[[ LISTED RECORDS, beginning ]]

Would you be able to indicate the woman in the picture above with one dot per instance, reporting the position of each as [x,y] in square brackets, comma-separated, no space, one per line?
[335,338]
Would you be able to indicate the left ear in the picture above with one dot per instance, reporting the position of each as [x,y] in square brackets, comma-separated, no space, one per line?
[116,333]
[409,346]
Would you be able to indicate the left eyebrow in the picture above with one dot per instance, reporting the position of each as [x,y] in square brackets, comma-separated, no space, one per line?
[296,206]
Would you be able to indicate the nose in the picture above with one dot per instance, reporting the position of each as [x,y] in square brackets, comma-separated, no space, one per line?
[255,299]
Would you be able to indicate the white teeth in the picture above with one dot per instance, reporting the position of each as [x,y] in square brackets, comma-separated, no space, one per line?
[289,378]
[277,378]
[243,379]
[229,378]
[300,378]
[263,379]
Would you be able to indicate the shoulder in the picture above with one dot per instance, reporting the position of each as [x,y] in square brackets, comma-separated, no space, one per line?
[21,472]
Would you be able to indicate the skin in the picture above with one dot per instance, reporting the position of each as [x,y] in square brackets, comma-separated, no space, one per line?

[[ LISTED RECORDS, end ]]

▶ WHAT IS EXPECTED
Find the line with "Would you be able to indicate the left eyebrow". Transcribe it and every line after it exactly, through the end of the records above, and nothing else.

▶ TASK OUTPUT
Would you be able to indicate the left eyebrow in the picture above with one dot per instance, reporting the position of each as [x,y] in square brackets, comma-separated, no space, one per line?
[296,206]
Would you be able to indicate the nose in the picture above with one dot per instance, reporting the position of each as [x,y] in square brackets, comma-separated, no space, one per line?
[255,299]
Would you be able to indicate the white teeth in the picture above with one dot per instance, reporting the position of each as [x,y] in square brackets, comma-separated, no space, one per line?
[289,378]
[277,378]
[243,379]
[229,378]
[300,378]
[263,379]
Would you be able to indicate the shoulder in the picture above with one dot per instance, reporting the position of each as [x,y] in square brackets, comma-separated, no space, one per line?
[21,472]
Would you be able to indicate the skin in the picture above with one dot per instance, reporting the position of each as [x,y] in square brackets, comma-separated, no space, one per line?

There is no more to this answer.